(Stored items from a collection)
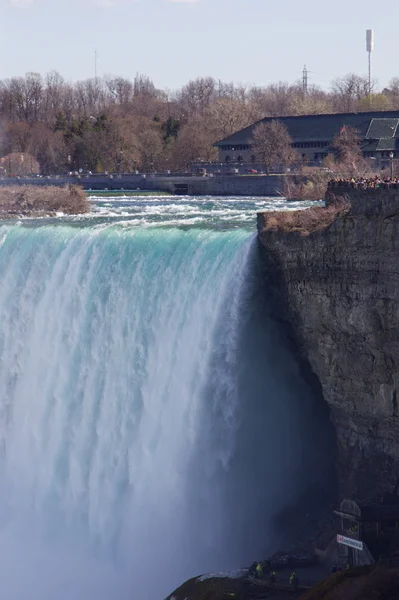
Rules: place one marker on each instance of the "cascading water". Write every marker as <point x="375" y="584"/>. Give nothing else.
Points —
<point x="150" y="424"/>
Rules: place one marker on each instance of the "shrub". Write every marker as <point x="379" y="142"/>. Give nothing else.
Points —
<point x="305" y="221"/>
<point x="42" y="200"/>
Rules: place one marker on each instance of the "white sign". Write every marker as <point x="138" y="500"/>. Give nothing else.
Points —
<point x="341" y="539"/>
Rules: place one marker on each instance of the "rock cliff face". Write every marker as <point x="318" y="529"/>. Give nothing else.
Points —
<point x="337" y="289"/>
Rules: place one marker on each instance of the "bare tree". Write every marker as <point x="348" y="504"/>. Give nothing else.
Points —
<point x="347" y="91"/>
<point x="272" y="145"/>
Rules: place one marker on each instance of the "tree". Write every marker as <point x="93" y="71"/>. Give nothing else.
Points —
<point x="348" y="91"/>
<point x="349" y="161"/>
<point x="346" y="144"/>
<point x="272" y="144"/>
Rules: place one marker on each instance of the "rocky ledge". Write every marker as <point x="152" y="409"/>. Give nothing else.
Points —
<point x="333" y="280"/>
<point x="42" y="201"/>
<point x="366" y="583"/>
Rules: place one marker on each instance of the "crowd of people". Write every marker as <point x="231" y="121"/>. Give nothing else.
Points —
<point x="366" y="183"/>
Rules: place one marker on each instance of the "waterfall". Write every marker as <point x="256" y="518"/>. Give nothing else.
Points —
<point x="150" y="424"/>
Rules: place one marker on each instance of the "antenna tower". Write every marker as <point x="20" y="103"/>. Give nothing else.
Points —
<point x="369" y="48"/>
<point x="305" y="81"/>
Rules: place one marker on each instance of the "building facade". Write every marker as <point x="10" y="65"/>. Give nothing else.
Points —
<point x="312" y="135"/>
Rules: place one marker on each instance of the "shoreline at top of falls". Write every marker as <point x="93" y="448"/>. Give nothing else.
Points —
<point x="47" y="201"/>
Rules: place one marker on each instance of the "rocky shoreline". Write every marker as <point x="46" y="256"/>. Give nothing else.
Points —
<point x="333" y="284"/>
<point x="46" y="201"/>
<point x="336" y="287"/>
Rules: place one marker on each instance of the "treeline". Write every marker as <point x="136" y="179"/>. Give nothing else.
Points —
<point x="113" y="124"/>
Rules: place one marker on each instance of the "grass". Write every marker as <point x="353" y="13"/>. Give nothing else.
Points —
<point x="304" y="221"/>
<point x="42" y="201"/>
<point x="117" y="193"/>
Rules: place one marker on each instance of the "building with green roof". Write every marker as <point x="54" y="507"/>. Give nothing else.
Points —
<point x="312" y="135"/>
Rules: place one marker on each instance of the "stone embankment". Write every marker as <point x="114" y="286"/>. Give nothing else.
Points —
<point x="333" y="279"/>
<point x="224" y="185"/>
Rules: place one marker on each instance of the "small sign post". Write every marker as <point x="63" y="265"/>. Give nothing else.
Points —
<point x="356" y="544"/>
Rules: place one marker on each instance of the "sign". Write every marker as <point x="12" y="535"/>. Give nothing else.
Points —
<point x="341" y="539"/>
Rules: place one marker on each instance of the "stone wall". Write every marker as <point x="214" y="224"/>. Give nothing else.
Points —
<point x="258" y="185"/>
<point x="337" y="289"/>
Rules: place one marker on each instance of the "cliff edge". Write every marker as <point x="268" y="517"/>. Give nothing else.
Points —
<point x="333" y="279"/>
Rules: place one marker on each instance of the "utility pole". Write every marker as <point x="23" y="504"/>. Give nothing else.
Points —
<point x="369" y="48"/>
<point x="305" y="81"/>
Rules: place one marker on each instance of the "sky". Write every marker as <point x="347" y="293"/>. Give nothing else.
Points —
<point x="253" y="42"/>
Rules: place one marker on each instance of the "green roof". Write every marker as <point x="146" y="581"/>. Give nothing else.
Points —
<point x="382" y="128"/>
<point x="326" y="127"/>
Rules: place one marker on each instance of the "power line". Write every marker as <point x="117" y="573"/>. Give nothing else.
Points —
<point x="305" y="81"/>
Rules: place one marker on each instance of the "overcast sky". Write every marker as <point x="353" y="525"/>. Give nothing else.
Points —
<point x="173" y="41"/>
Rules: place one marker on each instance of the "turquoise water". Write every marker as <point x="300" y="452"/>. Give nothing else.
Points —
<point x="142" y="397"/>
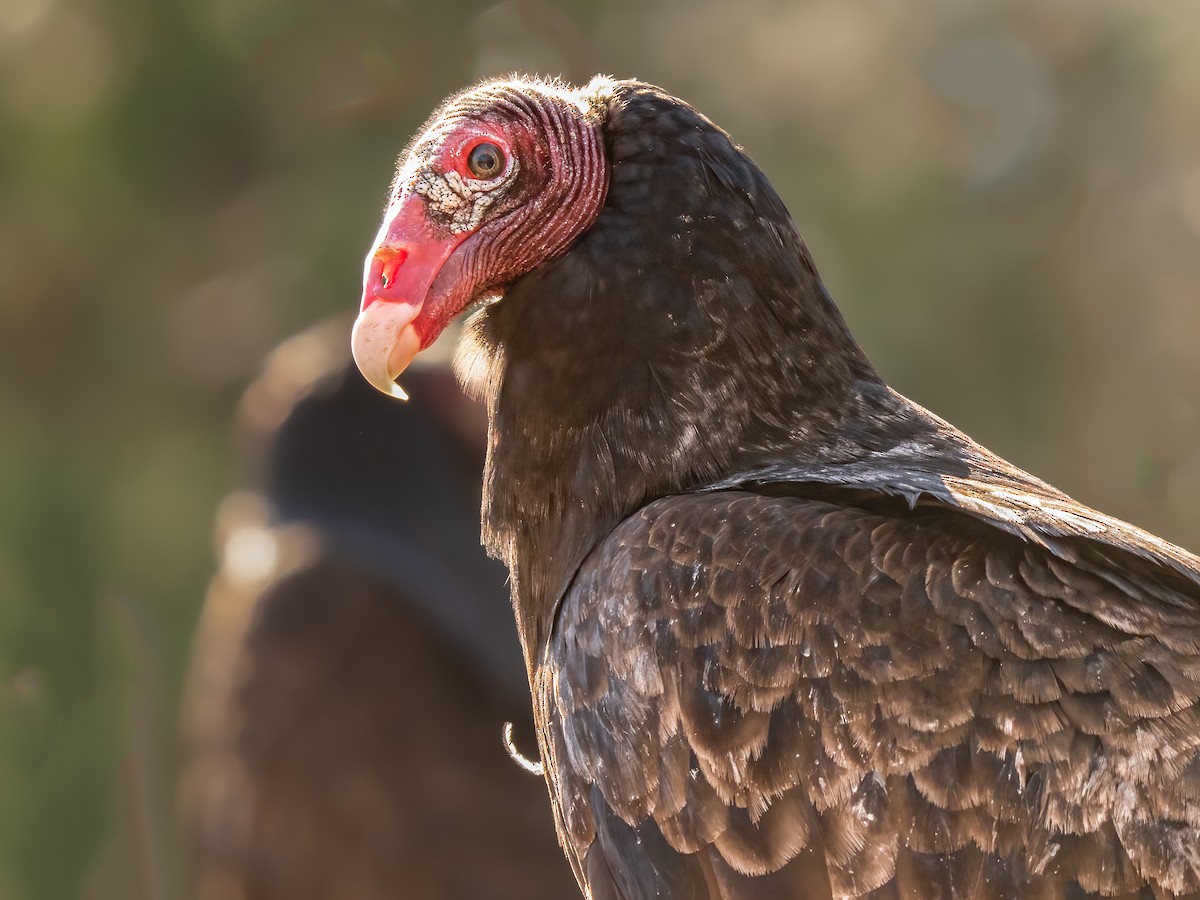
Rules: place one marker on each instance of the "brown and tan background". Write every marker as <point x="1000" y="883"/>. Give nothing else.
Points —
<point x="1005" y="199"/>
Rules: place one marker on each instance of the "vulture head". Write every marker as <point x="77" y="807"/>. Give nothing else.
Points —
<point x="642" y="315"/>
<point x="502" y="179"/>
<point x="672" y="235"/>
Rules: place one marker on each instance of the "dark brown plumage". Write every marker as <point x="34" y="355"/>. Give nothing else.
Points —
<point x="789" y="634"/>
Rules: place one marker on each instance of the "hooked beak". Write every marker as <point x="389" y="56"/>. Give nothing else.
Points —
<point x="400" y="268"/>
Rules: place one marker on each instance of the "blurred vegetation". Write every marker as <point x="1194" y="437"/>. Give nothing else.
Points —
<point x="1003" y="197"/>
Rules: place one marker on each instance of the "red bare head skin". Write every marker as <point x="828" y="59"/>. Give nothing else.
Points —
<point x="503" y="178"/>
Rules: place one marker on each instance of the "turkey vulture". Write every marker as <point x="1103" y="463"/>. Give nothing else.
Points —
<point x="789" y="634"/>
<point x="355" y="660"/>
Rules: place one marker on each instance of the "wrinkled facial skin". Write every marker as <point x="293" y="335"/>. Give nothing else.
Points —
<point x="453" y="233"/>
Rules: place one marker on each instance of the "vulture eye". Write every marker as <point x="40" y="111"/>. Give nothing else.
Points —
<point x="486" y="161"/>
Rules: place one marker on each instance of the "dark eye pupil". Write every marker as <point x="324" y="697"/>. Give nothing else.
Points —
<point x="485" y="161"/>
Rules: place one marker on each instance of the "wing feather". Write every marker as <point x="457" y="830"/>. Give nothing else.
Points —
<point x="751" y="694"/>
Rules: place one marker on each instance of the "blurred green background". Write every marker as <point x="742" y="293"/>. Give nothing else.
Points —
<point x="1003" y="197"/>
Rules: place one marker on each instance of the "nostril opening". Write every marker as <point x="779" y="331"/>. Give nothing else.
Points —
<point x="391" y="261"/>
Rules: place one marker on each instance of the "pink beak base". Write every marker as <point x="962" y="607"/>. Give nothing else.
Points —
<point x="399" y="270"/>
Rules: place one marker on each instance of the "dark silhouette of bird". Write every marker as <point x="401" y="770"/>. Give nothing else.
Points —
<point x="355" y="659"/>
<point x="789" y="634"/>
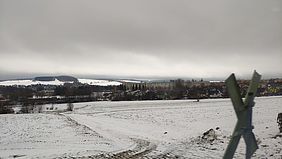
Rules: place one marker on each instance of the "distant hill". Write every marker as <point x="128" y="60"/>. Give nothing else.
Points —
<point x="53" y="78"/>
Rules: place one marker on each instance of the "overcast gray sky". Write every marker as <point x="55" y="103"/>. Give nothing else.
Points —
<point x="141" y="38"/>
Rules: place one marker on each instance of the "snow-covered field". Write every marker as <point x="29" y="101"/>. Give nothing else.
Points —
<point x="139" y="129"/>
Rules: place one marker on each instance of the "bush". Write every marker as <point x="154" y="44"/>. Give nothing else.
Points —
<point x="6" y="110"/>
<point x="70" y="107"/>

Exercise brief:
What lines above hold the word "sign"? Pull each one out.

Written solution:
Rules: place one marker on each instance of the "white sign". Write every marker as <point x="138" y="500"/>. Give nothing else.
Rules: place one marker on each instance of the "small sign post". Write every marker as <point x="63" y="265"/>. Give nothing else.
Rules: place one marker on each instance of the "sign". Write every marker as <point x="12" y="535"/>. Give nothing else.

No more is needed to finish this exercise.